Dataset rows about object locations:
^^^^
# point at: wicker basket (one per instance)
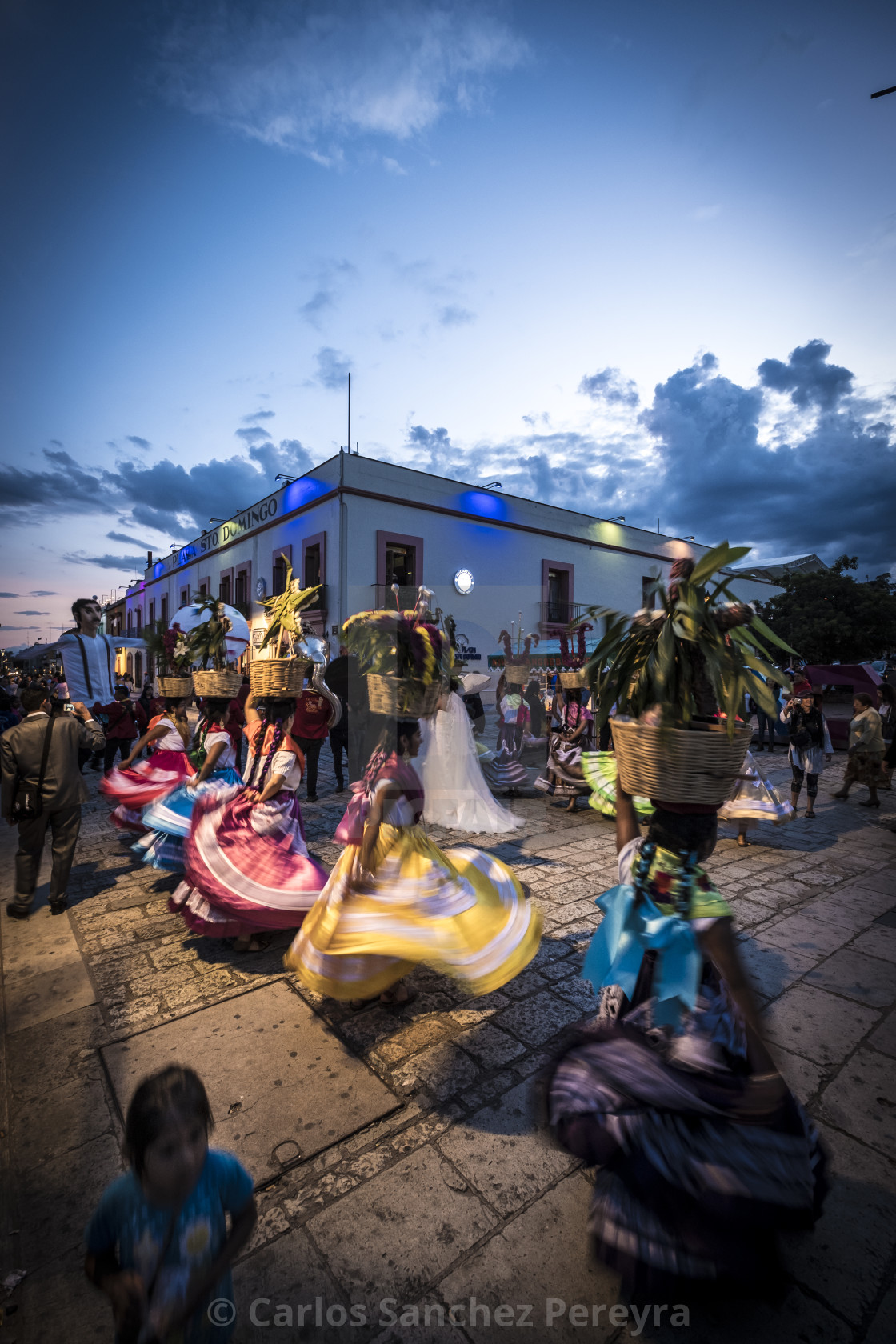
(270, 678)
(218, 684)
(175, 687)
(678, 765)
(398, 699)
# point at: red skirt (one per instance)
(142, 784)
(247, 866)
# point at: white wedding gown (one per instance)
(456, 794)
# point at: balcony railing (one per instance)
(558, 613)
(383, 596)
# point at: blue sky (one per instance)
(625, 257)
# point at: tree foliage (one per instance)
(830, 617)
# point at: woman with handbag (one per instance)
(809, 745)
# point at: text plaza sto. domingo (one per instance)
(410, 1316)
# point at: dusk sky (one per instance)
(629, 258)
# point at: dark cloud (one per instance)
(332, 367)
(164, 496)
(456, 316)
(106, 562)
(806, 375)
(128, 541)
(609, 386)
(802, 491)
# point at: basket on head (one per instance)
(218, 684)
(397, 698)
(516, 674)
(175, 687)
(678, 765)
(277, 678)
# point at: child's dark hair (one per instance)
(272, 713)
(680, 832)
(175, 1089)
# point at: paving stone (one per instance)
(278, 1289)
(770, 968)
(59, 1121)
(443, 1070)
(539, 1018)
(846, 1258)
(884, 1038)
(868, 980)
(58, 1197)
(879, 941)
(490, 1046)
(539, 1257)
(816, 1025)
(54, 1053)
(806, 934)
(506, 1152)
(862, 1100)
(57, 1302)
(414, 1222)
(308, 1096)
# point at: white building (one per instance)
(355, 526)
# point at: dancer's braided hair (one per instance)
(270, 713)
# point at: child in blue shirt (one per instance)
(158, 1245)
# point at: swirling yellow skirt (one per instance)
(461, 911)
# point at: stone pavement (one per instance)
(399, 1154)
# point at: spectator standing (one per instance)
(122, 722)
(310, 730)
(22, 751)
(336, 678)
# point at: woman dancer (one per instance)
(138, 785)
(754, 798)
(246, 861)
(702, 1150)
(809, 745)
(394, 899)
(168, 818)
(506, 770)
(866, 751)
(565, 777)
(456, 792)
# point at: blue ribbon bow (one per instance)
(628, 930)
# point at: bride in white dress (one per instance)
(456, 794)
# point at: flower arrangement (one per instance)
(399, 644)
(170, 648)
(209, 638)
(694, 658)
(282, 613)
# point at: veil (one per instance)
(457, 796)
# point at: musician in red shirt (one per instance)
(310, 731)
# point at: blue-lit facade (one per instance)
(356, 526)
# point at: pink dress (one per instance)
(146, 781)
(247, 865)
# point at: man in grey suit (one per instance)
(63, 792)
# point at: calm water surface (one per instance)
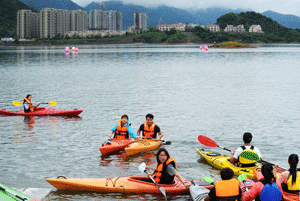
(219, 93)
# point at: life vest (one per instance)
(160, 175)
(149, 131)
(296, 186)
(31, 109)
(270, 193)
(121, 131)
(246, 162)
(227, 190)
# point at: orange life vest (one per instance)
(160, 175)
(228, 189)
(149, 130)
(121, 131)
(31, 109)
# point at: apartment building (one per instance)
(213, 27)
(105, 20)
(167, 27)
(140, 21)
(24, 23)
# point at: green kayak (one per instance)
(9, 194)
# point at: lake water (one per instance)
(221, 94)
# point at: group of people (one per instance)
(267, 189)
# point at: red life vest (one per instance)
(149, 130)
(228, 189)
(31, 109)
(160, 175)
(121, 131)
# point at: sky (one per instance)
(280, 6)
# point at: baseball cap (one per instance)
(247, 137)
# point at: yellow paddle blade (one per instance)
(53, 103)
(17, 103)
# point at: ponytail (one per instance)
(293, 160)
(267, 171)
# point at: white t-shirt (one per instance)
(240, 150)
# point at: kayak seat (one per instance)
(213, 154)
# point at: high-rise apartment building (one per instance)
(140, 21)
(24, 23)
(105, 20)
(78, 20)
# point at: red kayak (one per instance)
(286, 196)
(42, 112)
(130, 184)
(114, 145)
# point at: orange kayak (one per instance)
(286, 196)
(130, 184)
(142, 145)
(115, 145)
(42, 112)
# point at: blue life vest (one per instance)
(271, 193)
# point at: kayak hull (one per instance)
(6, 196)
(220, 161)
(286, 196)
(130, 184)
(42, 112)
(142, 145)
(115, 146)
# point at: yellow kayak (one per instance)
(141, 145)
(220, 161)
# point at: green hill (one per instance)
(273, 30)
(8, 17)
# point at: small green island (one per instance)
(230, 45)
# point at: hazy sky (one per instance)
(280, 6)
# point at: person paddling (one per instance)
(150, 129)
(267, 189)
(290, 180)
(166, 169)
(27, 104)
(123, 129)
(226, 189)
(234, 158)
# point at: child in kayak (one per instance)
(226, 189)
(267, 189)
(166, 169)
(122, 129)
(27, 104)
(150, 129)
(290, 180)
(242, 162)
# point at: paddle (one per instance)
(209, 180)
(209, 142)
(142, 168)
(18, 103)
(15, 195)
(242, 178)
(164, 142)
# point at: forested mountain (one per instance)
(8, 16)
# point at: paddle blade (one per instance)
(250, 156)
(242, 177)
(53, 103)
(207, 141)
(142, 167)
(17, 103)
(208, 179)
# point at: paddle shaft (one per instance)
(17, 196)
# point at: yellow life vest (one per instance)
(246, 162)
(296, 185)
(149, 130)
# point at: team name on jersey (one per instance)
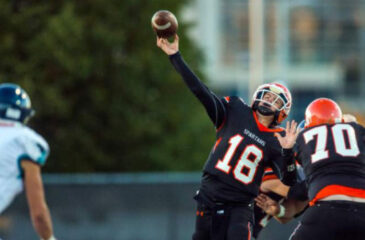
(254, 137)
^^^^
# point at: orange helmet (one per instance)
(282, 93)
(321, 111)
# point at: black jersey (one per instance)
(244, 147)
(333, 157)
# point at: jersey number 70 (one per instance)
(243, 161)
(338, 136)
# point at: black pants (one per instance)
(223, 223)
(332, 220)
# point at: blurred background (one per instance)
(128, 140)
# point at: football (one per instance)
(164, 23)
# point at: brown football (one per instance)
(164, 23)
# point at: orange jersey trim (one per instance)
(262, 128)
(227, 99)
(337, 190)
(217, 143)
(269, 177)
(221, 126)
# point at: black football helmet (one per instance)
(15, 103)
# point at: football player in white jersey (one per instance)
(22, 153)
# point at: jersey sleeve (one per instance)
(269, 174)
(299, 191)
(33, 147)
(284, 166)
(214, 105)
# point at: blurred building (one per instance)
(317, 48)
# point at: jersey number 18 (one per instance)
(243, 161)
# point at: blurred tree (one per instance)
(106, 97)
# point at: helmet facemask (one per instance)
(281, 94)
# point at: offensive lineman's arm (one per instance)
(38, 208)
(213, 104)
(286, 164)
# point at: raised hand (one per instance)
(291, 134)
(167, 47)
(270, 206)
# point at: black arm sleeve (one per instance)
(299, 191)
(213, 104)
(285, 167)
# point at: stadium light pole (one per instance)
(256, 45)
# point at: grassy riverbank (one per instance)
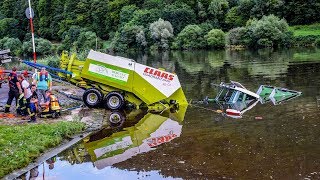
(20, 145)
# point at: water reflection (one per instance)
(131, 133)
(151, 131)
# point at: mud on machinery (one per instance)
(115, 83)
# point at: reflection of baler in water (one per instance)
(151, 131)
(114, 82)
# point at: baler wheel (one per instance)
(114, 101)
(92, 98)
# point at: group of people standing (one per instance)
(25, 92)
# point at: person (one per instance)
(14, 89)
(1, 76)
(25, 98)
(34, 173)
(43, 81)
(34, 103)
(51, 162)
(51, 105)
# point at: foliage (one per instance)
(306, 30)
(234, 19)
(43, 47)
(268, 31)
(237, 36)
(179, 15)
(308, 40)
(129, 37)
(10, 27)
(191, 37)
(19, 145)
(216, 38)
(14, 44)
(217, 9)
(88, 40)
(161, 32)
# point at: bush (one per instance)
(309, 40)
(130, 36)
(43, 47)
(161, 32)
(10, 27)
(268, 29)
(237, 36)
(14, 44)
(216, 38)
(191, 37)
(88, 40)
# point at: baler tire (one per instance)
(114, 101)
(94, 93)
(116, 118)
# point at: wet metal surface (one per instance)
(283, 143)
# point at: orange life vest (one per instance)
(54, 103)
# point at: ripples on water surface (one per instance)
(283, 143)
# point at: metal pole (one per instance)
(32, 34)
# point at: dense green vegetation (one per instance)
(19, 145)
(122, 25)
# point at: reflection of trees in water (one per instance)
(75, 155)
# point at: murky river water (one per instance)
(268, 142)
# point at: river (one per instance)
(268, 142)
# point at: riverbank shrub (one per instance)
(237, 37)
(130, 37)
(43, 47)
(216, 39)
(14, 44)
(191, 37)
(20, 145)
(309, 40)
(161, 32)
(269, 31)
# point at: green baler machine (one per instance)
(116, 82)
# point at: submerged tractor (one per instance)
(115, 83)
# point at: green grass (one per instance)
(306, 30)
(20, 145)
^^^^
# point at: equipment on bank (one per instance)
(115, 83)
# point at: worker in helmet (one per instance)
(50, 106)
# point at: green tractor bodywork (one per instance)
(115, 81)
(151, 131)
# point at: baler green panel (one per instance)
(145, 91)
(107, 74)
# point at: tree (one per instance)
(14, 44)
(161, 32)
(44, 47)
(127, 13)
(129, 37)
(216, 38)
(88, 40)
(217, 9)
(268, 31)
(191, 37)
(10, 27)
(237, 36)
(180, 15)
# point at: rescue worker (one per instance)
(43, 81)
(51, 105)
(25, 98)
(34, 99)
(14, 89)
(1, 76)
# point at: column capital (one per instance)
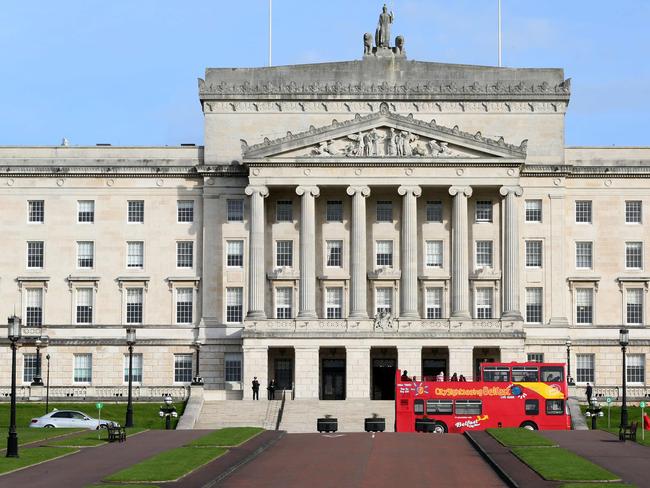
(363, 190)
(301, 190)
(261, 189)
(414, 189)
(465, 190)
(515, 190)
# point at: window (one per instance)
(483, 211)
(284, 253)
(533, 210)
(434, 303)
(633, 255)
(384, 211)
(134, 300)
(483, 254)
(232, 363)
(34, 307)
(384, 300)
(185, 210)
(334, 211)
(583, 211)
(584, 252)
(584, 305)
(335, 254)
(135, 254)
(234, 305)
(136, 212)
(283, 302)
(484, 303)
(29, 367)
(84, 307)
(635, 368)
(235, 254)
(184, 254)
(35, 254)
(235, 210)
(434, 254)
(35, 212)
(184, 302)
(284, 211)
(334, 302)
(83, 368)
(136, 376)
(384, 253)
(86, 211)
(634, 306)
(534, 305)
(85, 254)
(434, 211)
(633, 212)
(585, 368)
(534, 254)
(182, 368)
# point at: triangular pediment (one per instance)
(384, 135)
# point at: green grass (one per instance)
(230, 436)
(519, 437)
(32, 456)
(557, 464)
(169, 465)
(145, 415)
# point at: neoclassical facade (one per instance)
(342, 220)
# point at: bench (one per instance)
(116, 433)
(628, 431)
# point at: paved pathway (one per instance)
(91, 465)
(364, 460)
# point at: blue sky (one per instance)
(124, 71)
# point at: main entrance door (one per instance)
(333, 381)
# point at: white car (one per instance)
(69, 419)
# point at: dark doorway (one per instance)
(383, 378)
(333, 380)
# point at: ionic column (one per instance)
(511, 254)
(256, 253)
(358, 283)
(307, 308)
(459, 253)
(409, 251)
^^^^
OBJECTIVE |
Count the lines in the rows above that contain the string "hair", and reply with the number alone.

WRITTEN SOLUTION |
2